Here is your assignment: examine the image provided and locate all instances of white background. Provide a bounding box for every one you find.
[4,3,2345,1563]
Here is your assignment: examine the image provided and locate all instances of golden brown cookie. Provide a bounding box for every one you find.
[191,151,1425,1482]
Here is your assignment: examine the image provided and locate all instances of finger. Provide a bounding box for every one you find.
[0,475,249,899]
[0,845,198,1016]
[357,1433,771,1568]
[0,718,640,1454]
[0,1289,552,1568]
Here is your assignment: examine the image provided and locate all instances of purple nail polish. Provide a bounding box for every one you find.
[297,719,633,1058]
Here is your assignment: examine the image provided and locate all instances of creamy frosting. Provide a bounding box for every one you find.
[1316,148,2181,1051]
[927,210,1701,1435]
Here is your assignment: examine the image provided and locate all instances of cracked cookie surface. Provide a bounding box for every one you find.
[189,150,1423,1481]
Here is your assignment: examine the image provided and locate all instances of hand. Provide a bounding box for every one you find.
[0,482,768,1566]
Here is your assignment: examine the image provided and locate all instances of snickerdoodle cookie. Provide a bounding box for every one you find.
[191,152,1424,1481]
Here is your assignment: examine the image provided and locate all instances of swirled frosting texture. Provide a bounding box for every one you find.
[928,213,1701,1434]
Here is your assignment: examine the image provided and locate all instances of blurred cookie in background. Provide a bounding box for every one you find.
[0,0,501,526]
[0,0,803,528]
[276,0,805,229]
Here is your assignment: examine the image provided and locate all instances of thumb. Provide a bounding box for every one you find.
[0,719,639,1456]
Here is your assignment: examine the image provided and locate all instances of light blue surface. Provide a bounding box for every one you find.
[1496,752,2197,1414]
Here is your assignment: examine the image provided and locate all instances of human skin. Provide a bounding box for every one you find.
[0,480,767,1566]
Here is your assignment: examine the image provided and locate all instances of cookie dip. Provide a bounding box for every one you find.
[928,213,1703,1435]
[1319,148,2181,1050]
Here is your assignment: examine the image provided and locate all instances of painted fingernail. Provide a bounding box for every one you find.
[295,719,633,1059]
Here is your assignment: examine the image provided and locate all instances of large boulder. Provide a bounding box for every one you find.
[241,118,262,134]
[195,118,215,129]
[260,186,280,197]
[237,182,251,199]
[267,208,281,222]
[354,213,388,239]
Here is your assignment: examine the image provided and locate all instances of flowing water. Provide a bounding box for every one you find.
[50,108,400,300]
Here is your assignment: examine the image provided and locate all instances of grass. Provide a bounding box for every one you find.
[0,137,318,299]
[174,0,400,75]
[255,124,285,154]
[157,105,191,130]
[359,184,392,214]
○ ○ ○
- What you are asked to do
Would you copy each line of the data exactly as it appears above?

- Answer for the task
Here is your assignment: examine the image provided and locate all instances of white background. Provide a bounding box for every one you find.
[4,3,2345,1563]
Here is your assignment: examine the image provided and locate all instances of golden brown cookie. Provide a bounding box for every one you find.
[191,151,1425,1482]
Here is your assignment: examine the image provided and locate all instances of finger. Provide a bounding box for every one you find.
[0,475,249,899]
[0,845,198,1016]
[357,1433,771,1568]
[0,718,640,1454]
[0,1289,552,1568]
Here is your assignment: examine the image provided and locate all instances of purple nail polish. Provide a bounding box for every one you find.
[297,719,633,1058]
Here is your assignment: examine the image provided and locate all instances of creamy frosting. Provide a bounding box for every one you find.
[1316,148,2181,1051]
[927,210,1701,1435]
Here is your assignment: examine the image provided and locate all instances of cracked cookie surface. Provide a bounding box for every one you find.
[189,150,1423,1481]
Here is your assignment: examine the image provided and locate all instances of hand. Provide a bounding box for every one you find.
[0,482,768,1566]
Here is your assignment: examine the image provided and locate all instances of snickerdoodle cookie. Provide a bounding box for every one you find.
[191,152,1424,1481]
Here is your assignment: examine the image provided and locate all instances of swirled frosting texture. Provide a bounding box for every one you find.
[928,213,1701,1434]
Here is your assignment: examine the image provided and locate all instances of blurred cookie in background. Provide a bounding box for every one you find.
[0,0,501,526]
[0,0,803,528]
[276,0,805,229]
Here is your assignment: examine the image provided and locate all instances of thumb. Provide a bounding box for every one you find.
[0,719,639,1456]
Here is your assignment: examine the image provided and locate all instances of light blue surface. Provide a bounding box for every one you find.
[1496,752,2197,1414]
Here is your assignment: examine the image provided and locate all instances of human skin. Provide a bounding box for every one you find.
[0,480,767,1566]
Here is your assignment: examine the image provided and locate all instances of cookie dip. Provide a bounding box for every one you find.
[928,213,1703,1435]
[1319,148,2181,1050]
Here is your assignment: examine the image provided and locate all instances of painted fingernail. Provide a bounding box for every one you find.
[295,719,633,1059]
Here is your assignment: examine the image provided and locate all instances of large boulder. Provide a bounding box for every one you find.
[241,118,262,134]
[195,118,215,129]
[260,186,280,197]
[237,182,251,199]
[267,208,281,222]
[354,213,388,239]
Here is your assignment: examine the image provided and locate all instances of flowing water. Provide a bounding box for every one you find.
[50,108,400,300]
Here is your assignment: examine the image provided and locate all instances of grass. Provide a bounding box for every one you find.
[0,137,318,299]
[174,0,400,75]
[255,124,285,154]
[157,105,191,130]
[359,184,392,214]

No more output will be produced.